- [Task objective] In the lines of every item, substitute "nonzero" for "even-odd" and give the lines again with everything else unchanged.

_ _ _ _ _ _ _

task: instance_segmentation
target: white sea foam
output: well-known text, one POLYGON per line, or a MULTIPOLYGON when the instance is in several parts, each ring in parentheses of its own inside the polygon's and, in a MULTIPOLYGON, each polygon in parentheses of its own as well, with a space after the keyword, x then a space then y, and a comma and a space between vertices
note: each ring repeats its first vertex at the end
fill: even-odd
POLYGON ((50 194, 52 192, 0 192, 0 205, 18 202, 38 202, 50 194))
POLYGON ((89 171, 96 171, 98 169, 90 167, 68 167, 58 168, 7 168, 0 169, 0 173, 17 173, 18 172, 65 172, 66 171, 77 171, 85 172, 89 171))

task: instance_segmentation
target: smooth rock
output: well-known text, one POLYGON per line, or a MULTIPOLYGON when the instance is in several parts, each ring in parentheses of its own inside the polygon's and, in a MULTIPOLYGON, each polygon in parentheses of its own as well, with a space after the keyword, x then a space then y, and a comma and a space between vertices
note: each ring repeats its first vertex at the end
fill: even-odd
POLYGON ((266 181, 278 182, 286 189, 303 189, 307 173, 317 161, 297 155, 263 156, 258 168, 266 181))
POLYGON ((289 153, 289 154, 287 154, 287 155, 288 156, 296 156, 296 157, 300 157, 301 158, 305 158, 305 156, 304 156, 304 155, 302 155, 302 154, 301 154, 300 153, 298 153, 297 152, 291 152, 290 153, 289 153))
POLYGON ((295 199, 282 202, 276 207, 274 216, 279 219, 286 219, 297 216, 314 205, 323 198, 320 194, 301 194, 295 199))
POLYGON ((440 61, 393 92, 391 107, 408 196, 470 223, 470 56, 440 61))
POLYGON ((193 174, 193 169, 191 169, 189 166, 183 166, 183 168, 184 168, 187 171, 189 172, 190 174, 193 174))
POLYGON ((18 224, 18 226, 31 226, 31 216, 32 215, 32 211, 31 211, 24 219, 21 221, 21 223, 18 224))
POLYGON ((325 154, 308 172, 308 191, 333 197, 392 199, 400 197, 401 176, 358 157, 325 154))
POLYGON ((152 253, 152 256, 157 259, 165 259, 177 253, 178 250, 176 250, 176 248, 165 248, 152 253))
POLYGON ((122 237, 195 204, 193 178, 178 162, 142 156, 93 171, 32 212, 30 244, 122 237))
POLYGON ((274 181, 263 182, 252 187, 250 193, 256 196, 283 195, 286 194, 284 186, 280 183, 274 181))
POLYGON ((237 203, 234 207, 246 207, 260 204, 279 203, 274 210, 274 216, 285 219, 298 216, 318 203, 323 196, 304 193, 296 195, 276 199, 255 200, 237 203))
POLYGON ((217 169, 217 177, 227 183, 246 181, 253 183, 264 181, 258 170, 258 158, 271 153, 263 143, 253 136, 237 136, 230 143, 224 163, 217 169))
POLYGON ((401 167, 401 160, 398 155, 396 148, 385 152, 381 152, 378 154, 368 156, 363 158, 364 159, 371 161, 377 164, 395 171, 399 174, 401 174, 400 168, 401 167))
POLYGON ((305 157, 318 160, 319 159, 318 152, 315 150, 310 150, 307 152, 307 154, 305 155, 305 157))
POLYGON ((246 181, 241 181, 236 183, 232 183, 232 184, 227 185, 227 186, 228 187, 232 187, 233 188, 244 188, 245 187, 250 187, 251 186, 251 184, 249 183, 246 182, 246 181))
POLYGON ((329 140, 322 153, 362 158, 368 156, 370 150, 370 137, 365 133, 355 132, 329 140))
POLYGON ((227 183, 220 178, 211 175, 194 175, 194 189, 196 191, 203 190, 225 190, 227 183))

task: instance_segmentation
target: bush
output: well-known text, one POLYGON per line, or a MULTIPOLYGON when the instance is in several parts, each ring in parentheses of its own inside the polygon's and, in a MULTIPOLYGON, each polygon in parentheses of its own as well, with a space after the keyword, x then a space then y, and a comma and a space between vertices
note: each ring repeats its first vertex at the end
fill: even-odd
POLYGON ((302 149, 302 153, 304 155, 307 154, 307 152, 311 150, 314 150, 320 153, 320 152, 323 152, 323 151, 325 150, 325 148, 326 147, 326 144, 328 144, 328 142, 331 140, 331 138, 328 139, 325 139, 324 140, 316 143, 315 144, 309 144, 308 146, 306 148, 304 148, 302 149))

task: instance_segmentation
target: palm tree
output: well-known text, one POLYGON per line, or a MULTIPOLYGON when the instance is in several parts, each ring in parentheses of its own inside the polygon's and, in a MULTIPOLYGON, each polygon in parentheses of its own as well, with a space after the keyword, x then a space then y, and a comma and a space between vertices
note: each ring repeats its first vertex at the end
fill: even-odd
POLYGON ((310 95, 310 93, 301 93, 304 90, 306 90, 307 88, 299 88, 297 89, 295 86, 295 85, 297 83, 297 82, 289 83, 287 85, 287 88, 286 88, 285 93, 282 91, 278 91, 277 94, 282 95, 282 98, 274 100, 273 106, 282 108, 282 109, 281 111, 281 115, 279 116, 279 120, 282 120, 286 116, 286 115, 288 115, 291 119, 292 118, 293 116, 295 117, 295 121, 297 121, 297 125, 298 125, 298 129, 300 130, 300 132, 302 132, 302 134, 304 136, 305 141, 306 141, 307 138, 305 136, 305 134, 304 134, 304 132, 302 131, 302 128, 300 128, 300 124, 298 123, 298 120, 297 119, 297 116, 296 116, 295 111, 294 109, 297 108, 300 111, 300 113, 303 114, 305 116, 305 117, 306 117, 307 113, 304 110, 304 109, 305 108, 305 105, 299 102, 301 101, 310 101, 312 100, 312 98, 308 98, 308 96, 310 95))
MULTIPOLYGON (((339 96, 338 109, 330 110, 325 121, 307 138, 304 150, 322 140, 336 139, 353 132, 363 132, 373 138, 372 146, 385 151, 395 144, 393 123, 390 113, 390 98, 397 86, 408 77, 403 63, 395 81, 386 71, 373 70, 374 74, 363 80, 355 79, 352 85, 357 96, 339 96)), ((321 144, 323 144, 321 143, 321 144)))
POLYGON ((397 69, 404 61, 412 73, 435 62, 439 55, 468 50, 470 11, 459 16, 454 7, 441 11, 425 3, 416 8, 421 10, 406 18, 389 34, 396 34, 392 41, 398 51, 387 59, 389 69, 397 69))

_ _ _ _ _ _ _

- [Correct result]
task: instance_segmentation
target: white sea foam
output: well-known text, one POLYGON per line, or a MULTIPOLYGON when the instance is in several parts, each ring in parentheses of its own inside the polygon's and, in a MULTIPOLYGON, each polygon in parentheses of its own as well, with a space after the keyword, x then a space then y, and a comma and a space between vertices
note: each ring repeats its first vertex at the end
fill: nonzero
POLYGON ((50 194, 52 192, 0 192, 0 205, 18 202, 38 202, 50 194))
POLYGON ((89 171, 96 171, 98 169, 90 167, 68 167, 58 168, 7 168, 0 169, 0 173, 17 173, 18 172, 65 172, 66 171, 77 171, 85 172, 89 171))

task: instance_segmentation
target: smooth rock
output: well-known text, one POLYGON per line, or a MULTIPOLYGON when the instance is in several parts, each ring in parentheses of its own inside the polygon's and, in a MULTIPOLYGON, each polygon in parentheses of its own as well, with a space after the keyword, x then a space then y, and a comma and a space between vertices
note: each ring repeats its first vertex at the end
fill: nonzero
POLYGON ((266 181, 278 182, 286 189, 303 189, 307 173, 317 161, 297 155, 263 156, 258 168, 266 181))
POLYGON ((289 153, 289 154, 287 154, 287 155, 288 156, 296 156, 296 157, 300 157, 301 158, 305 158, 305 156, 304 156, 304 155, 302 155, 302 154, 301 154, 300 153, 298 153, 297 152, 291 152, 290 153, 289 153))
POLYGON ((295 199, 282 202, 276 207, 274 216, 279 219, 286 219, 297 216, 314 205, 323 198, 320 194, 301 194, 295 199))
POLYGON ((440 61, 393 92, 391 107, 408 196, 470 223, 470 56, 440 61))
POLYGON ((193 174, 193 169, 191 169, 189 166, 183 166, 183 168, 184 168, 187 171, 189 172, 190 174, 193 174))
POLYGON ((18 224, 18 226, 31 226, 31 216, 32 215, 32 211, 31 211, 24 219, 21 221, 21 223, 18 224))
POLYGON ((325 154, 308 172, 308 191, 333 197, 392 199, 400 197, 401 176, 358 157, 325 154))
POLYGON ((152 253, 152 256, 157 259, 165 259, 177 253, 178 250, 176 250, 176 248, 165 248, 152 253))
POLYGON ((122 237, 195 204, 193 178, 178 162, 142 156, 93 171, 32 212, 30 244, 122 237))
POLYGON ((274 181, 263 182, 252 187, 250 193, 256 196, 283 195, 286 194, 284 186, 280 183, 274 181))
POLYGON ((237 203, 234 207, 246 207, 260 204, 279 203, 274 210, 274 216, 285 219, 298 216, 318 203, 323 196, 304 193, 296 195, 276 199, 255 200, 237 203))
POLYGON ((217 169, 217 177, 227 183, 246 181, 253 183, 264 181, 258 170, 258 158, 271 153, 263 143, 253 136, 237 136, 230 143, 224 163, 217 169))
POLYGON ((401 167, 401 160, 398 155, 396 148, 385 152, 381 152, 378 154, 368 156, 363 158, 364 159, 371 161, 377 164, 395 171, 399 174, 401 174, 400 168, 401 167))
POLYGON ((305 157, 318 160, 319 159, 318 152, 315 150, 310 150, 307 152, 307 154, 305 155, 305 157))
POLYGON ((246 181, 241 181, 236 183, 232 183, 232 184, 227 185, 227 186, 228 187, 232 187, 233 188, 244 188, 245 187, 250 187, 251 186, 251 184, 249 183, 246 182, 246 181))
POLYGON ((329 140, 322 153, 362 158, 368 156, 370 150, 370 137, 365 133, 355 132, 329 140))
POLYGON ((227 183, 220 178, 211 175, 194 175, 194 189, 196 191, 203 190, 225 190, 227 183))

task: instance_segmentation
target: bush
output: well-known text, one POLYGON per line, or a MULTIPOLYGON when the instance is in several parts, each ring in parentheses of its own inside the polygon's and, in a MULTIPOLYGON, each polygon in parentheses of its own as well, with a space after the keyword, x then a space then y, and a comma and a space between vertices
note: each ring repeats its first vertex at the end
fill: nonzero
POLYGON ((302 149, 302 153, 304 155, 307 154, 307 152, 311 150, 314 150, 320 153, 320 152, 323 152, 323 151, 325 150, 325 148, 326 147, 326 144, 328 144, 328 142, 331 140, 331 138, 328 139, 325 139, 324 140, 316 143, 315 144, 309 144, 308 146, 306 148, 304 148, 302 149))

task: instance_segmentation
target: palm tree
output: well-known text, one POLYGON per line, or a MULTIPOLYGON when the instance is in several parts, each ring in parentheses of its own inside the polygon's and, in a MULTIPOLYGON, each polygon in parentheses of its own as well, with a space after the keyword, x then a space then y, and a comma and a space between vertices
note: each ring repeats its first vertex at the end
fill: nonzero
POLYGON ((310 95, 310 93, 301 93, 304 90, 306 90, 307 88, 299 88, 297 89, 295 86, 295 85, 297 83, 297 82, 289 83, 287 85, 287 88, 286 88, 285 93, 282 91, 278 91, 277 94, 282 95, 282 98, 274 100, 273 106, 282 108, 282 109, 281 111, 281 115, 279 116, 279 120, 282 120, 286 116, 286 115, 288 115, 291 119, 292 118, 293 116, 295 117, 295 121, 297 121, 297 125, 298 125, 298 129, 300 130, 300 132, 302 132, 302 134, 304 136, 305 141, 306 141, 307 138, 305 136, 305 134, 304 134, 304 132, 302 131, 302 128, 300 128, 300 124, 298 123, 298 120, 297 119, 297 116, 296 116, 295 111, 294 109, 297 108, 300 111, 300 113, 303 114, 305 116, 305 117, 306 117, 307 113, 304 110, 304 109, 305 108, 305 105, 299 102, 301 101, 310 101, 312 100, 312 98, 308 98, 308 96, 310 95))
MULTIPOLYGON (((339 96, 338 109, 330 110, 325 121, 307 138, 304 150, 322 140, 336 139, 353 132, 363 132, 373 138, 372 146, 385 151, 395 144, 393 123, 390 113, 390 98, 397 86, 408 77, 403 63, 395 81, 386 71, 373 70, 374 74, 363 80, 355 79, 352 85, 357 96, 339 96)), ((321 144, 323 144, 321 143, 321 144)))
POLYGON ((397 69, 404 61, 412 73, 435 62, 439 55, 468 50, 470 11, 459 16, 454 7, 441 11, 425 3, 416 8, 421 10, 406 18, 389 34, 396 34, 392 41, 398 51, 387 59, 389 69, 397 69))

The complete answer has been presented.